> [SET OF TASKS]:
**1)** In the news story about the Good Friday storm rescue, explain why the firefighters used specialized tools while freeing the delivery driver.
**2)** Print the part of the storm rescue story from "Atlanta firefighters rescue" up to and including "power lines down.".

> [EXTRACT TO READ]:
• • • •
Atlanta firefighters rescue a truck driver after a tree falls on the cab. (Courtesy: Atlanta Fire Rescue)
ATLANTA (FOX 5 Atlanta) - Atlanta firefighters were busy responding to call during the Good Friday storms.
When the storms rolled in, it is common for folks to go inside and hunker down, but that's when firefighters are busiest. Atlanta Fire officials said they were busy all day and well into the evening. They responded to half a dozen calls of cars in high water, as well as numerous calls of trees and power lines down.
Atlanta firefighters were working a call in Buckhead at the intersection of Blackland Road and Tuxedo Drive when a huge oak came crashing down. Part of it landed on Engine 26. The men inside were stunned, but there was no time to think of themselves, they had urgent work to do.
The tree also landed on a delivery truck that was passing by. It crushed the cab, trapping the driver inside.
"I heard a bunch of sirens. I heard firetrucks, a lot of commotion," said Janet Pugh who lives nearby.
Firefighters sprang into action to free the delivery driver. They were forced to go in through the passenger side. They used specialized tools to lift the large timber and prevent it from moving.
A video tweeted by the Atlanta Fire Department shows the firefighters pulling the man from the cab. He was transported to an area hospital, but his condition was not immediately known.
As crews worked through the evening clearing debris and restoring power to the neighborhood, Janet Pugh thought about the firefighters who go into the storm to help all of us, while putting themselves in dangerous situations.
• • • •
> [SUPPLIED INFORMATION]:
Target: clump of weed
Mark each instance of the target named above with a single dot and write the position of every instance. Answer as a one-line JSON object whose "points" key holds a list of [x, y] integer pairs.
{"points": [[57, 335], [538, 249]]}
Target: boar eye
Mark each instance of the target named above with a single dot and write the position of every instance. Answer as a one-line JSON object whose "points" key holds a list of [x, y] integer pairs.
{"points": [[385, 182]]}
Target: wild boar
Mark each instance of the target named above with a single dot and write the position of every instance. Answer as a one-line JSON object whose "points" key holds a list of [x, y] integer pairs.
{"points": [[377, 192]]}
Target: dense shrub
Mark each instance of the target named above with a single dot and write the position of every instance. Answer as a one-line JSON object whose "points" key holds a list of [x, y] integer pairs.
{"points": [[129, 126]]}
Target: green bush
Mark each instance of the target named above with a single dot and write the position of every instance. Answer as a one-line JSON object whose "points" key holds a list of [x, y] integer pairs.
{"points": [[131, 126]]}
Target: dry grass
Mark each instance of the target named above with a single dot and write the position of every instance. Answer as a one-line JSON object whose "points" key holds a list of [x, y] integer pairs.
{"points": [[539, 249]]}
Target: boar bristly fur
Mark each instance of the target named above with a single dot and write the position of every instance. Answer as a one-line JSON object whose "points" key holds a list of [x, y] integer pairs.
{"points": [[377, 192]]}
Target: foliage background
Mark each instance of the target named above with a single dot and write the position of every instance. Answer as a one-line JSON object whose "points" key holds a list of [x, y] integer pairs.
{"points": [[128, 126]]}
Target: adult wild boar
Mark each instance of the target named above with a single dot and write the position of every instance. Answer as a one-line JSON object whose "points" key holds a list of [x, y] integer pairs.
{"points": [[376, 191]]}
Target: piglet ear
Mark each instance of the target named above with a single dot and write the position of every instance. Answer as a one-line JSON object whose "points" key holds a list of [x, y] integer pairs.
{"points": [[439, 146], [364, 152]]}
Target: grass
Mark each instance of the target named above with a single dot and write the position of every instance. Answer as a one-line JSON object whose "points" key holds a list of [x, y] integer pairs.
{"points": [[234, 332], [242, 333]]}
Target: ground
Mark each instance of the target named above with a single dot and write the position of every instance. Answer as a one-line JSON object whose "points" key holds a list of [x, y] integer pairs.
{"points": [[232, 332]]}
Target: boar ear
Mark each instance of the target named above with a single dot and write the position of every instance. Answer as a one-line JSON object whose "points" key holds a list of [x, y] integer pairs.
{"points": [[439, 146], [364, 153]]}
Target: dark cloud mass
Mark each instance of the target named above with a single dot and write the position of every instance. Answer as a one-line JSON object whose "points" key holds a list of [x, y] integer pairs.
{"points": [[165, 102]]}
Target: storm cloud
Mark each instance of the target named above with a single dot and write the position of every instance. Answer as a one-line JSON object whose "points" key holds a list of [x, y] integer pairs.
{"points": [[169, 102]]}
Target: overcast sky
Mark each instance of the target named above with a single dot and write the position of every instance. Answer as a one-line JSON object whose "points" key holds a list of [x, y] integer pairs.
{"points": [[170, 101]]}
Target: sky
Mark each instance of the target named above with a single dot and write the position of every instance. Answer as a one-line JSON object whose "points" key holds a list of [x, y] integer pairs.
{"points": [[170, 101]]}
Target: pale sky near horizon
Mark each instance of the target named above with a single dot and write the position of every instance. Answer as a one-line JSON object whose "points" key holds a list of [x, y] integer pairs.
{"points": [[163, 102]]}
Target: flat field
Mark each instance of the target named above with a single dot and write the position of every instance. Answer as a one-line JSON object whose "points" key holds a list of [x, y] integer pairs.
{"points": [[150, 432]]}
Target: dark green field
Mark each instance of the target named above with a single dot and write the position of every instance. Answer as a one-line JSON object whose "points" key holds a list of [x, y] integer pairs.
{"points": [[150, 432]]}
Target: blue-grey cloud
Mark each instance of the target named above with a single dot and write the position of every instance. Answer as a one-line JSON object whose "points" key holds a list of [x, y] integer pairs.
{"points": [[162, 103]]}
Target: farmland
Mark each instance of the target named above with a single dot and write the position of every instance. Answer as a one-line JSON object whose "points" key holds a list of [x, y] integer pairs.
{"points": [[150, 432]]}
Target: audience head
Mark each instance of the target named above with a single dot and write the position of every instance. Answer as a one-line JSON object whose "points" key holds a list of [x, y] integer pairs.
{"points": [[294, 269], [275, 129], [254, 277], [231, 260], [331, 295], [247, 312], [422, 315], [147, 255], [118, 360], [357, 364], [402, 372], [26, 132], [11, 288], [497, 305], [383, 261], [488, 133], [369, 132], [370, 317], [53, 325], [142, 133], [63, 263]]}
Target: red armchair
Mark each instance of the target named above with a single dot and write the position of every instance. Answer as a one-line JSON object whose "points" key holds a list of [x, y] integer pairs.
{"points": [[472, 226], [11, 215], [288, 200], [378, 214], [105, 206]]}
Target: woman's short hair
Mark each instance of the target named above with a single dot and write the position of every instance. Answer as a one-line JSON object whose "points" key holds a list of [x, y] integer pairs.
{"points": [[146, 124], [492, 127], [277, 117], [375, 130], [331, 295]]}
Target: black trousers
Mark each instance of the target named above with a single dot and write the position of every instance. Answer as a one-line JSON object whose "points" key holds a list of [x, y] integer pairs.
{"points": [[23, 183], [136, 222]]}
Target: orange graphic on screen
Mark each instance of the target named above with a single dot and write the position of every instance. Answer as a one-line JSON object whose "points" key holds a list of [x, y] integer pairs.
• • • •
> [ANSWERS TO THE TASKS]:
**1)** The firefighters used specialized tools to lift the large timber and keep it from moving.

**2)**
Atlanta firefighters rescue a truck driver after a tree falls on the cab. (Courtesy: Atlanta Fire Rescue)
ATLANTA (FOX 5 Atlanta) - Atlanta firefighters were busy responding to call during the Good Friday storms.
When the storms rolled in, it is common for folks to go inside and hunker down, but that's when firefighters are busiest. Atlanta Fire officials said they were busy all day and well into the evening. They responded to half a dozen calls of cars in high water, as well as numerous calls of trees and power lines down.